## Exercise directions
Gather every line in the rows below that contains the string "cloud", matching case exactly.

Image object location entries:
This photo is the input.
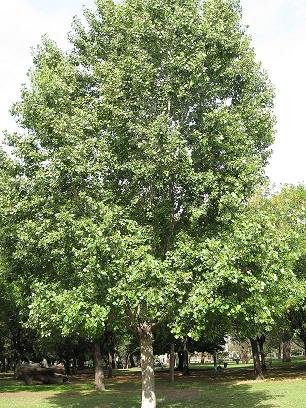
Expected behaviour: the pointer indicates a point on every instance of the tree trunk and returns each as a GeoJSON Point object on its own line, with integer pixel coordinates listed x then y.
{"type": "Point", "coordinates": [172, 362]}
{"type": "Point", "coordinates": [186, 359]}
{"type": "Point", "coordinates": [256, 360]}
{"type": "Point", "coordinates": [261, 339]}
{"type": "Point", "coordinates": [147, 366]}
{"type": "Point", "coordinates": [180, 366]}
{"type": "Point", "coordinates": [215, 362]}
{"type": "Point", "coordinates": [279, 353]}
{"type": "Point", "coordinates": [99, 375]}
{"type": "Point", "coordinates": [110, 365]}
{"type": "Point", "coordinates": [286, 347]}
{"type": "Point", "coordinates": [244, 353]}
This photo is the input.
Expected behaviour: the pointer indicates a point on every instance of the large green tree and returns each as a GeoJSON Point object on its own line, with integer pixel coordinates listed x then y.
{"type": "Point", "coordinates": [155, 127]}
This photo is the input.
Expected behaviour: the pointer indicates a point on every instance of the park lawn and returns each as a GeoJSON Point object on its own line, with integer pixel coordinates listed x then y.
{"type": "Point", "coordinates": [187, 392]}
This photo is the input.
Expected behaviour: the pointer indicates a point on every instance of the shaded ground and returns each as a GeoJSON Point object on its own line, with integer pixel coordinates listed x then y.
{"type": "Point", "coordinates": [232, 388]}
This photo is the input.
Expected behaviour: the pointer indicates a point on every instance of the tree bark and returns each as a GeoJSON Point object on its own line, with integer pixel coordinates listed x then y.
{"type": "Point", "coordinates": [186, 359]}
{"type": "Point", "coordinates": [279, 353]}
{"type": "Point", "coordinates": [180, 366]}
{"type": "Point", "coordinates": [256, 360]}
{"type": "Point", "coordinates": [261, 339]}
{"type": "Point", "coordinates": [110, 365]}
{"type": "Point", "coordinates": [286, 347]}
{"type": "Point", "coordinates": [244, 353]}
{"type": "Point", "coordinates": [147, 366]}
{"type": "Point", "coordinates": [172, 363]}
{"type": "Point", "coordinates": [99, 375]}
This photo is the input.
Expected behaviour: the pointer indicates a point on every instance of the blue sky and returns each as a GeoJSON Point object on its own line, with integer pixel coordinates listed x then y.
{"type": "Point", "coordinates": [278, 30]}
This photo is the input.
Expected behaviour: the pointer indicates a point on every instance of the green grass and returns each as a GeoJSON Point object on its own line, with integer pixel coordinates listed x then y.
{"type": "Point", "coordinates": [285, 388]}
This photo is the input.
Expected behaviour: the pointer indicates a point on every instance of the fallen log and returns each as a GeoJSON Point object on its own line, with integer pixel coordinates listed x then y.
{"type": "Point", "coordinates": [43, 375]}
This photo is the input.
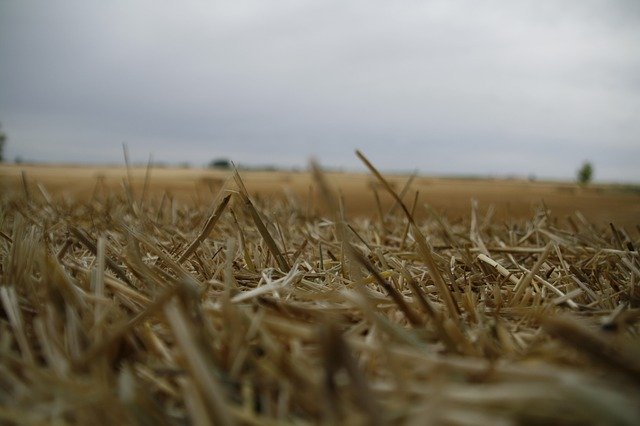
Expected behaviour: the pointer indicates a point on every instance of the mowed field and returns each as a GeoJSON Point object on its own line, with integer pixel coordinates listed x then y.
{"type": "Point", "coordinates": [191, 296]}
{"type": "Point", "coordinates": [506, 199]}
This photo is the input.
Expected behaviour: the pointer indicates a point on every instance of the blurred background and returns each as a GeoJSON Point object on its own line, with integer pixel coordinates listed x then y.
{"type": "Point", "coordinates": [460, 88]}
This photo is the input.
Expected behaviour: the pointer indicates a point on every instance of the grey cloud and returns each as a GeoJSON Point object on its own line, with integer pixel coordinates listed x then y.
{"type": "Point", "coordinates": [492, 87]}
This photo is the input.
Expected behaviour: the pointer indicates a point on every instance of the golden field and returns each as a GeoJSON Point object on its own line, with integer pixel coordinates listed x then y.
{"type": "Point", "coordinates": [510, 199]}
{"type": "Point", "coordinates": [198, 297]}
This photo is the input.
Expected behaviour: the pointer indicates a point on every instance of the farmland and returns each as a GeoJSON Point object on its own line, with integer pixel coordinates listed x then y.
{"type": "Point", "coordinates": [509, 199]}
{"type": "Point", "coordinates": [186, 296]}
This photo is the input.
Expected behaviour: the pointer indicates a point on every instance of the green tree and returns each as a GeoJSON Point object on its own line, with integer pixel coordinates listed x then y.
{"type": "Point", "coordinates": [585, 173]}
{"type": "Point", "coordinates": [3, 139]}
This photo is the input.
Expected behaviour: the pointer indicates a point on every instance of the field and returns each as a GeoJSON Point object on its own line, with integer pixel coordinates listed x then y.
{"type": "Point", "coordinates": [508, 199]}
{"type": "Point", "coordinates": [187, 296]}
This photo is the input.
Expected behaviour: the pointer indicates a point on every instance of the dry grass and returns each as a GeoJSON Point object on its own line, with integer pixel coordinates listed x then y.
{"type": "Point", "coordinates": [130, 308]}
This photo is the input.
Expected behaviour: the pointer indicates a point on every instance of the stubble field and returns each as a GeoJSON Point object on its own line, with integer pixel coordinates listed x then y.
{"type": "Point", "coordinates": [183, 296]}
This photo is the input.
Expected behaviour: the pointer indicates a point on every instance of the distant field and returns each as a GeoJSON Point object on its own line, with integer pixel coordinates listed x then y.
{"type": "Point", "coordinates": [511, 199]}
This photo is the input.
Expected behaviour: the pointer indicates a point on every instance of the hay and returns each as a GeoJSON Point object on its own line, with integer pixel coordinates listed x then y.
{"type": "Point", "coordinates": [123, 310]}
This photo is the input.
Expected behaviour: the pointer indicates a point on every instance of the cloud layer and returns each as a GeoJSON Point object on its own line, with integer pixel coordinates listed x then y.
{"type": "Point", "coordinates": [453, 87]}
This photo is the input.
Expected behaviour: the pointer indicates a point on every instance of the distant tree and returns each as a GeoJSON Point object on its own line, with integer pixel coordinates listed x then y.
{"type": "Point", "coordinates": [585, 173]}
{"type": "Point", "coordinates": [3, 139]}
{"type": "Point", "coordinates": [220, 163]}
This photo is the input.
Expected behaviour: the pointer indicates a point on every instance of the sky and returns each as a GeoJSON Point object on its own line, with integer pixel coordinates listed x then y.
{"type": "Point", "coordinates": [497, 88]}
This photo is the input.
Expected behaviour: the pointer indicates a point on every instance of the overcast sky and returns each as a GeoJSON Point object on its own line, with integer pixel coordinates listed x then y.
{"type": "Point", "coordinates": [445, 87]}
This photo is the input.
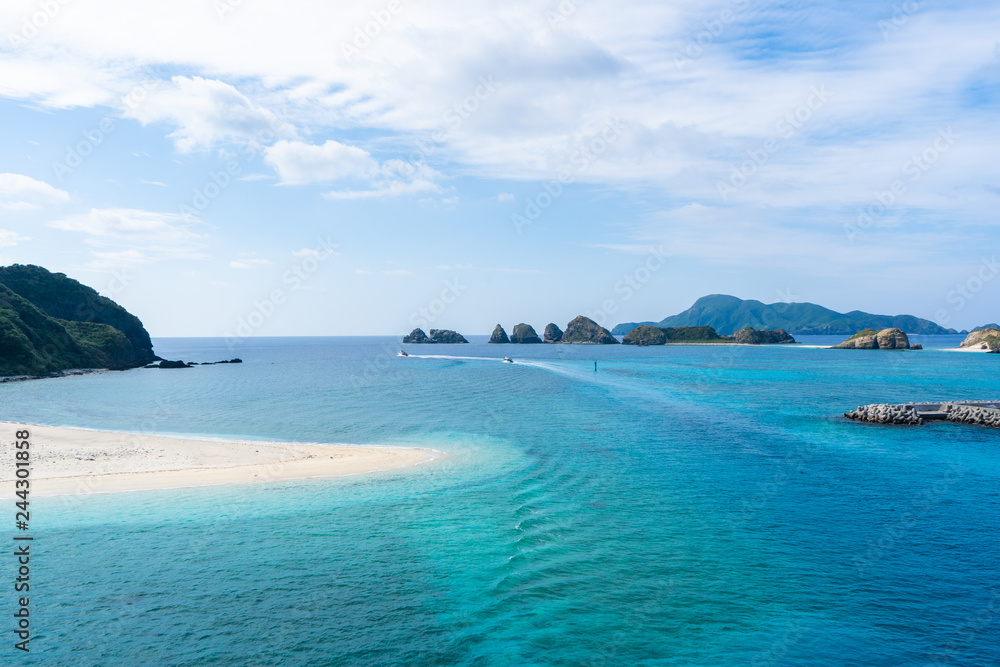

## Answer to this problem
Expected behaviour: the pointer indicates a point on every instance of the grey cloud and returns each as a GeoJSON Point object on its own line, with integer pixel coordinates listed x then y.
Expected behaviour: the pointer indicates a point on every instance of the cloud layer and returns each as a GeoJSON Point object on its own line, with integer pixel coordinates listed x then y.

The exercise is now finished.